» **Point localization data**:
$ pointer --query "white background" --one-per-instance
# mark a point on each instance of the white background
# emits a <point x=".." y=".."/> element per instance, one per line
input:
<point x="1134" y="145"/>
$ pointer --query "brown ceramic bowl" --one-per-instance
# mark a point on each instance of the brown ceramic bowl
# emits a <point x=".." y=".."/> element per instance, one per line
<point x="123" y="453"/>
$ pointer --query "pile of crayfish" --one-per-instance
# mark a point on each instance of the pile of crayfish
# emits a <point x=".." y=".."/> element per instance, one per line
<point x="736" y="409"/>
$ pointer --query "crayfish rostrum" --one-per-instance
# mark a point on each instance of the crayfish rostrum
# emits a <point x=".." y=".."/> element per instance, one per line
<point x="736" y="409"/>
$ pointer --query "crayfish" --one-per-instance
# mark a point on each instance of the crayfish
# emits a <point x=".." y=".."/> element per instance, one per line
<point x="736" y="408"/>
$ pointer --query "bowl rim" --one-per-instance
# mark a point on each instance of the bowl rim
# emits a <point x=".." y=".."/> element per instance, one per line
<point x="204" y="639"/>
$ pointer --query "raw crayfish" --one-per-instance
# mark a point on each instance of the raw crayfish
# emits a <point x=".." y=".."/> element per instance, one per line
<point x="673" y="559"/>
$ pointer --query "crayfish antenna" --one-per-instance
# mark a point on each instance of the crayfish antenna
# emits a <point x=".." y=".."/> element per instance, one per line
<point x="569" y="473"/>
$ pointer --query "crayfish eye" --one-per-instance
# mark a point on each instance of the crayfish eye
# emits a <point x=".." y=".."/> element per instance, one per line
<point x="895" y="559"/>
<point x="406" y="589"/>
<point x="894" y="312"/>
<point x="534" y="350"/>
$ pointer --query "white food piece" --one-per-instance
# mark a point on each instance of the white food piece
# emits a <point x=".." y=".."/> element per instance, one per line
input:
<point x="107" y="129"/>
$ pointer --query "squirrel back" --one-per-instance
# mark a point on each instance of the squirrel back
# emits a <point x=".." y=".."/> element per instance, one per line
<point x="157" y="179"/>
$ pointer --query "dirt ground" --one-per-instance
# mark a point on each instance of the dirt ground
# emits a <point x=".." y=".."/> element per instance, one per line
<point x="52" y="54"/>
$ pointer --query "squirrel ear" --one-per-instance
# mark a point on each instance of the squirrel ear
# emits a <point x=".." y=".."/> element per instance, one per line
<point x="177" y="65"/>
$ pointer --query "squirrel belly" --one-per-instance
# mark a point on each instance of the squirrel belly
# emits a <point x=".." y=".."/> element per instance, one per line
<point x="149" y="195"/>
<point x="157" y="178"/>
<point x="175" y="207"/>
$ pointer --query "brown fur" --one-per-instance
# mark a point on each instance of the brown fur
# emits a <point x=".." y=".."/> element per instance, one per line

» **Required work**:
Please give an exact copy of every entry.

» **Response for this exercise**:
$ pointer --query "white background" --one-per-instance
# mark a point on each instance of the white background
# emits a <point x=".." y=".."/> element per instance, one per line
input:
<point x="1134" y="145"/>
$ pointer --query "brown ceramic bowl" --one-per-instance
# mark a point on each instance of the brown ceramic bowl
# emits a <point x=".." y=".."/> element per instance, one per line
<point x="123" y="453"/>
$ pointer --query "pile of crayfish" --one-per-instance
# mark a point on each instance of the pile of crayfish
# emits a <point x=".." y=".."/> element per instance, one per line
<point x="736" y="409"/>
$ pointer --query "crayfish rostrum" --one-per-instance
# mark a point on each instance of the crayfish rostrum
# emits a <point x=".." y=".."/> element per instance, one per line
<point x="736" y="409"/>
$ pointer --query "crayfish" --one-per-instance
# mark a point on each instance of the crayfish
# emits a <point x=".." y=".."/> element per instance, one per line
<point x="736" y="408"/>
$ pointer --query "bowl rim" --one-per-instance
# mark a point on each instance of the bowl rim
# emits a <point x=".." y=".."/> element per instance, one per line
<point x="204" y="639"/>
$ pointer --query "raw crayfish" --one-per-instance
# mark a point on each instance of the raw crayfish
# emits a <point x=".." y=".."/> element per instance, one per line
<point x="673" y="559"/>
$ pointer --query "crayfish antenna" --one-per-instance
# mark a point on each instance of the crayfish antenna
# emits a <point x=".." y=".."/> element per instance, one per line
<point x="569" y="473"/>
$ pointer --query "crayfish eye" --one-per-instance
# mark a point on each instance of the crayfish eye
# emits a <point x=".." y=".."/> element per instance, one per line
<point x="895" y="559"/>
<point x="406" y="589"/>
<point x="894" y="312"/>
<point x="534" y="350"/>
$ pointer --query "white food piece" --one-per-instance
# mark a point on each instance of the white food piece
# emits a <point x=".." y=".."/> element per instance, one per line
input:
<point x="107" y="129"/>
$ pointer --query "squirrel back" --one-per-instance
# mark a point on each instance of the squirrel back
# emits a <point x=".." y=".."/> element per instance, one per line
<point x="157" y="179"/>
$ pointer --query "dirt ground" --one-per-instance
# mark a point on each instance of the dirt ground
# emits a <point x=".." y=".."/> element per instance, one per line
<point x="52" y="54"/>
$ pointer --query "squirrel ear" --one-per-instance
# mark a point on each instance of the squirrel ear
# emits a <point x=".." y=".."/> element per instance, one per line
<point x="177" y="65"/>
$ pointer --query "squirrel belly" --one-per-instance
# mark a point on each instance of the squirrel belly
# emits a <point x=".." y=".."/> element per instance, one per line
<point x="149" y="195"/>
<point x="157" y="178"/>
<point x="175" y="207"/>
$ pointer --query "brown fur" --one-per-instance
# mark a point on each instance of the brown fur
# emits a <point x=".." y=".."/> element per instance, one per line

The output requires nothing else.